In the data that follows, find each line containing "before" and copy it.

(Stored data)

=======

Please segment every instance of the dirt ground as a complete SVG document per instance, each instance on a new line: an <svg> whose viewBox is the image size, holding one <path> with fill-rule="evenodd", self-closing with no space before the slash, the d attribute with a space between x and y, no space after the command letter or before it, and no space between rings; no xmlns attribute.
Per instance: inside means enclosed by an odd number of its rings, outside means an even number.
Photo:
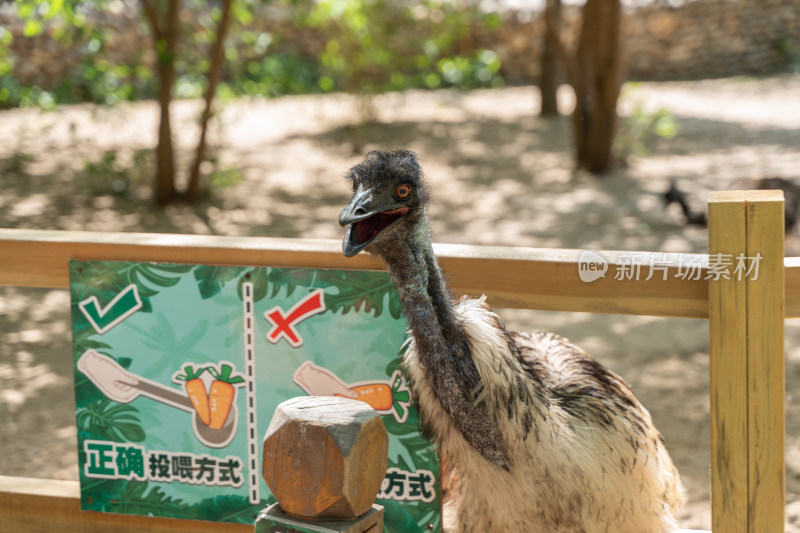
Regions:
<svg viewBox="0 0 800 533"><path fill-rule="evenodd" d="M153 103L52 113L0 113L0 227L340 239L342 174L374 148L415 150L433 198L438 242L703 252L660 194L676 182L694 209L741 180L800 181L800 76L644 83L623 115L661 107L679 121L627 167L597 179L572 169L566 117L537 117L531 87L408 92L377 99L379 121L354 154L348 97L228 104L213 143L243 180L195 206L147 201ZM563 109L570 107L564 90ZM175 106L182 165L197 136L197 102ZM104 153L114 164L92 170ZM107 160L108 161L108 160ZM138 163L137 163L138 164ZM134 165L135 166L135 165ZM114 188L121 193L112 192ZM787 249L795 248L791 236ZM2 253L0 251L0 253ZM491 275L491 273L487 273ZM686 528L709 528L708 338L702 320L500 310L514 329L549 329L621 374L650 409L688 489ZM0 474L77 479L69 295L0 288ZM787 321L787 531L800 532L800 321Z"/></svg>

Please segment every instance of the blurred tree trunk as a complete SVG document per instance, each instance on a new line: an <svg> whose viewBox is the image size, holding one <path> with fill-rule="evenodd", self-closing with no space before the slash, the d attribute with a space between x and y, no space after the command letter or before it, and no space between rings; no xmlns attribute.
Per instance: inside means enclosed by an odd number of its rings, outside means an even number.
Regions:
<svg viewBox="0 0 800 533"><path fill-rule="evenodd" d="M575 112L572 115L576 160L593 174L611 169L622 84L619 0L587 0L576 54Z"/></svg>
<svg viewBox="0 0 800 533"><path fill-rule="evenodd" d="M473 44L475 7L473 0L460 0L458 2L462 24L459 25L458 53L464 57L472 57L475 46ZM464 20L466 18L466 20Z"/></svg>
<svg viewBox="0 0 800 533"><path fill-rule="evenodd" d="M206 132L208 131L208 121L211 119L214 95L217 92L217 84L222 74L222 63L225 60L225 33L228 30L231 8L234 0L225 0L222 4L222 15L217 24L217 40L211 50L211 66L208 70L208 86L205 94L205 109L200 119L200 140L197 142L194 163L189 175L189 184L186 187L186 199L190 202L197 199L200 184L200 165L205 159L206 152Z"/></svg>
<svg viewBox="0 0 800 533"><path fill-rule="evenodd" d="M178 41L178 12L180 0L169 0L166 13L159 9L162 2L142 0L146 19L153 34L153 45L158 57L158 147L156 148L156 175L153 196L158 204L167 204L175 198L175 150L172 143L172 126L169 108L172 103L172 85L175 82L175 53Z"/></svg>
<svg viewBox="0 0 800 533"><path fill-rule="evenodd" d="M545 17L567 79L575 91L572 114L578 168L603 174L613 166L611 146L617 126L617 99L622 85L620 0L586 0L578 48L570 57L552 17Z"/></svg>
<svg viewBox="0 0 800 533"><path fill-rule="evenodd" d="M558 36L550 32L561 29L561 0L547 0L545 15L552 24L545 25L544 42L542 43L542 60L539 74L539 93L542 107L539 114L543 117L558 115L558 52L555 39Z"/></svg>

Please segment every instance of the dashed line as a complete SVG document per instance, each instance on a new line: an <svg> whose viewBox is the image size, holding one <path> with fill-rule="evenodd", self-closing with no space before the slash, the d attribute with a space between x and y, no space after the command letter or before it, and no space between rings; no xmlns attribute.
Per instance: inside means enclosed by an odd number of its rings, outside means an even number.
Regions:
<svg viewBox="0 0 800 533"><path fill-rule="evenodd" d="M247 462L250 466L250 503L259 503L258 454L256 453L256 358L253 342L253 284L242 284L244 302L244 367L247 379Z"/></svg>

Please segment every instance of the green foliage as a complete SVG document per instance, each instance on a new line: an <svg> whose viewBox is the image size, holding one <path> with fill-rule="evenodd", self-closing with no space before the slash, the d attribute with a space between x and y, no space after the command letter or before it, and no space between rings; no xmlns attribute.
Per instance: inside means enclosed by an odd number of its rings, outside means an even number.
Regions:
<svg viewBox="0 0 800 533"><path fill-rule="evenodd" d="M214 496L189 505L147 481L89 479L85 486L81 494L83 508L94 511L249 525L257 512L245 496ZM270 496L260 502L259 508L274 501Z"/></svg>
<svg viewBox="0 0 800 533"><path fill-rule="evenodd" d="M210 150L202 168L208 167L209 191L217 191L233 187L242 182L244 176L234 167L224 165ZM3 162L3 168L9 172L22 172L24 165L33 160L25 152L17 152ZM114 194L131 197L137 187L146 185L152 179L155 166L155 153L152 149L141 148L127 154L112 149L102 152L99 159L84 162L80 173L85 192L90 195Z"/></svg>
<svg viewBox="0 0 800 533"><path fill-rule="evenodd" d="M100 43L95 36L89 44ZM114 65L101 57L102 46L92 47L72 77L56 89L60 101L89 101L114 105L150 97L155 92L153 71L141 64L141 55L128 65Z"/></svg>
<svg viewBox="0 0 800 533"><path fill-rule="evenodd" d="M477 50L472 58L448 57L440 59L437 69L446 86L460 89L499 87L500 58L491 50Z"/></svg>
<svg viewBox="0 0 800 533"><path fill-rule="evenodd" d="M237 279L237 291L242 292L242 284L253 283L254 299L264 298L267 294L274 298L285 290L286 297L291 297L298 287L313 290L322 287L333 287L336 292L326 291L325 307L327 310L342 314L350 311L374 313L380 316L388 311L394 318L403 313L400 298L389 280L388 275L380 282L375 282L372 272L345 272L340 270L309 270L294 268L256 268L241 272L240 267L194 267L194 277L203 298L218 294L230 281Z"/></svg>
<svg viewBox="0 0 800 533"><path fill-rule="evenodd" d="M192 265L153 264L153 263L125 263L125 262L80 262L70 263L70 269L75 269L71 277L94 280L92 285L85 286L73 281L71 284L73 294L73 324L89 326L78 308L78 302L90 296L96 296L101 302L111 301L120 291L131 284L136 284L139 296L142 299L141 312L150 313L153 306L150 298L160 292L160 289L172 287L181 280L180 274L189 272ZM82 353L82 352L81 352Z"/></svg>
<svg viewBox="0 0 800 533"><path fill-rule="evenodd" d="M319 88L369 95L411 87L502 85L497 54L464 44L474 27L492 27L498 20L442 0L417 5L321 0L301 24L328 36L318 58Z"/></svg>
<svg viewBox="0 0 800 533"><path fill-rule="evenodd" d="M636 83L628 83L622 91L622 98L635 98ZM634 96L631 96L631 93ZM622 99L621 98L621 99ZM678 119L669 110L659 108L647 111L641 98L634 100L633 109L620 125L614 138L613 152L621 161L631 155L647 154L648 145L655 138L674 139L678 135Z"/></svg>
<svg viewBox="0 0 800 533"><path fill-rule="evenodd" d="M248 20L243 12L252 9L253 1L237 0L235 14L238 20ZM60 80L55 87L23 87L13 77L13 62L9 54L11 33L0 31L0 74L7 72L10 75L8 78L3 76L0 81L0 107L48 108L59 103L84 101L113 105L120 101L155 97L158 79L152 66L145 62L145 53L149 51L149 46L142 46L126 64L113 63L107 54L107 42L115 28L103 24L103 18L97 13L108 9L110 4L114 2L17 2L17 18L24 23L23 39L41 35L66 47L79 46L82 55L71 76ZM181 43L179 56L175 58L175 94L178 97L191 98L200 96L205 89L205 74L210 66L207 51L209 43L216 39L214 32L220 9L208 9L207 2L201 0L184 0L183 5L185 12L193 17L190 20L182 19L180 31L186 36L186 42ZM156 43L157 50L160 49L158 45ZM163 55L159 59L163 60Z"/></svg>
<svg viewBox="0 0 800 533"><path fill-rule="evenodd" d="M150 178L153 151L134 150L129 161L121 160L117 150L106 150L99 161L86 161L83 167L87 192L93 195L126 196L136 185Z"/></svg>
<svg viewBox="0 0 800 533"><path fill-rule="evenodd" d="M194 279L204 300L219 294L229 281L239 277L240 267L199 265L194 269Z"/></svg>
<svg viewBox="0 0 800 533"><path fill-rule="evenodd" d="M400 318L403 312L400 298L388 275L376 283L372 272L294 268L254 268L242 272L241 267L201 265L194 267L194 278L204 299L218 294L229 282L237 280L240 296L242 284L253 283L256 301L267 294L274 298L282 290L288 298L299 287L307 290L333 287L335 292L325 293L325 307L333 313L357 311L374 313L377 317L388 311L392 317Z"/></svg>
<svg viewBox="0 0 800 533"><path fill-rule="evenodd" d="M107 43L115 28L103 24L104 19L96 14L110 4L109 0L17 2L17 18L24 24L21 39L46 37L65 47L78 46L82 59L67 79L52 87L23 86L14 76L12 34L0 28L0 108L51 109L83 101L113 105L154 98L158 79L147 62L150 46L142 46L124 64L108 53ZM330 91L372 95L408 88L472 89L503 83L497 55L471 44L474 30L499 25L497 14L445 0L276 0L271 4L289 13L309 36L323 35L323 50L318 57L311 57L284 46L280 34L265 31L255 20L262 2L237 0L218 87L223 98ZM221 15L219 5L212 5L183 1L181 42L174 58L174 94L178 98L196 98L206 89L208 50L216 40Z"/></svg>
<svg viewBox="0 0 800 533"><path fill-rule="evenodd" d="M304 22L329 36L318 58L322 67L320 88L332 90L339 81L348 92L377 92L388 82L388 67L394 59L385 45L402 38L398 29L408 24L407 16L400 4L386 0L317 2ZM397 24L387 28L381 24L386 20ZM380 35L382 30L388 31Z"/></svg>
<svg viewBox="0 0 800 533"><path fill-rule="evenodd" d="M780 66L788 66L793 72L800 71L800 45L788 36L783 35L775 40L772 47L778 53Z"/></svg>
<svg viewBox="0 0 800 533"><path fill-rule="evenodd" d="M23 87L11 76L0 77L0 109L38 107L52 110L59 103L55 94L38 86Z"/></svg>
<svg viewBox="0 0 800 533"><path fill-rule="evenodd" d="M259 503L259 508L275 502L270 495ZM184 515L186 516L186 515ZM225 521L234 524L251 525L255 521L256 511L246 496L214 496L201 500L189 508L189 516L196 520Z"/></svg>
<svg viewBox="0 0 800 533"><path fill-rule="evenodd" d="M332 313L341 311L346 314L353 310L356 312L374 313L380 316L384 310L394 318L400 318L403 307L394 285L387 278L385 283L374 282L371 272L350 272L347 283L337 288L337 294L325 295L325 306ZM331 283L336 286L335 283Z"/></svg>
<svg viewBox="0 0 800 533"><path fill-rule="evenodd" d="M286 297L290 297L297 287L313 288L317 281L317 273L305 268L273 268L267 274L267 281L272 284L270 298L274 298L281 288L286 289Z"/></svg>
<svg viewBox="0 0 800 533"><path fill-rule="evenodd" d="M395 500L380 500L383 505L384 531L437 531L440 530L439 516L419 516L419 512L411 513ZM428 527L432 524L433 527Z"/></svg>
<svg viewBox="0 0 800 533"><path fill-rule="evenodd" d="M89 436L81 435L80 431L78 436L80 440L90 438ZM84 453L83 451L78 452L81 456L81 464L85 462ZM116 501L129 483L122 479L92 479L83 476L84 473L81 471L81 509L86 511L110 511L113 502Z"/></svg>
<svg viewBox="0 0 800 533"><path fill-rule="evenodd" d="M64 45L88 39L92 28L88 21L92 12L106 9L109 0L18 0L15 2L17 18L22 21L22 38L31 39L46 34ZM0 28L0 108L41 107L52 109L57 103L82 100L67 96L70 83L62 82L55 90L41 87L23 87L13 78L11 60L11 32Z"/></svg>
<svg viewBox="0 0 800 533"><path fill-rule="evenodd" d="M239 298L242 298L242 285L244 283L253 284L253 301L258 302L267 296L267 269L266 268L253 268L248 270L239 278L236 284L236 292Z"/></svg>
<svg viewBox="0 0 800 533"><path fill-rule="evenodd" d="M111 503L110 510L116 513L168 518L183 518L189 508L180 498L167 496L160 487L151 487L144 481L129 482Z"/></svg>
<svg viewBox="0 0 800 533"><path fill-rule="evenodd" d="M262 33L263 40L272 37ZM232 78L226 84L231 96L283 96L319 92L318 66L297 52L276 52L230 65Z"/></svg>
<svg viewBox="0 0 800 533"><path fill-rule="evenodd" d="M131 405L112 403L108 398L78 409L78 430L86 431L115 442L141 442L145 434L137 414Z"/></svg>
<svg viewBox="0 0 800 533"><path fill-rule="evenodd" d="M220 160L215 148L209 147L202 168L206 167L208 167L208 170L204 171L204 174L208 176L208 189L212 194L238 185L244 180L244 176L238 168L227 165Z"/></svg>
<svg viewBox="0 0 800 533"><path fill-rule="evenodd" d="M286 289L287 297L297 287L335 288L335 293L325 292L325 307L332 313L356 311L374 313L377 317L388 311L392 317L400 318L403 312L400 298L388 275L376 283L372 272L281 268L270 269L267 280L272 284L271 297L278 294L281 288Z"/></svg>

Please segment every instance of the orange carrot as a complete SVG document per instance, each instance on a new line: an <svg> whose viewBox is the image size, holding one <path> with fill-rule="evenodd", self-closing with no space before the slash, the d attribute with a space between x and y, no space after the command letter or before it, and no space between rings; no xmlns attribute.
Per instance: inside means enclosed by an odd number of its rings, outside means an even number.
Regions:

=======

■ **Answer below**
Please segment every instance of the dirt ground as a complete SVG document per instance, each instance on a new line: an <svg> whose viewBox is the image size, holding one <path> with fill-rule="evenodd", self-closing with no space before the slash, the d attribute with a space between x and y, no space after the command letter or before it, and no space between rings; no xmlns attribute.
Please segment every instance of the blurred tree trunk as a complete SVG document per instance, each instance on a new line: an <svg> whose viewBox is the image size, holding one <path> with fill-rule="evenodd", self-closing with no space before the slash, the d attribute with a space between x and y, no space after the command letter or before it, and no space between rings; no xmlns attribute.
Please segment every instance of the dashed line as a complete SVG document per instance, each instance on a new line: an <svg> whose viewBox is the image size, holding one <path> with fill-rule="evenodd", self-closing with no space before the slash, the d attribute with a space between x and y, no space after the command letter or before it, and no space between rings; no xmlns attribute.
Please segment every instance of the green foliage as a complete SVG document per instance, each instance on a new line: an <svg> whose viewBox is the image size, holding one <path> with fill-rule="evenodd", self-closing with no space before the slash, the d attribute with a space between x and y, no space after the command letter or before it, and no space between rings; no xmlns attribute.
Please segment every instance of the orange carrot as a complete SVG document per instance, each instance on a new line: an <svg> whose viewBox is the image size, holding one <path> with fill-rule="evenodd", self-closing with no space before the slash, the d attribute with a space between x and y, no space after the command letter or before it, and no space between rings; no xmlns attribute.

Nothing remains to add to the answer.